Records of labeled points:
■ ■ ■ ■ ■ ■ ■

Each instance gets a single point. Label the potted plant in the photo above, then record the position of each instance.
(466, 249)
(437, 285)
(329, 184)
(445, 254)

■ ■ ■ ■ ■ ■ ■

What you should do. Express every line of the material above as a JSON list of strings, one string per line, leaving out blank lines.

Expected answer.
[
  "Each instance gets a single point. Label the potted plant in the photo above, then record the position of each instance.",
  "(466, 249)",
  "(437, 285)",
  "(329, 184)",
  "(445, 254)"
]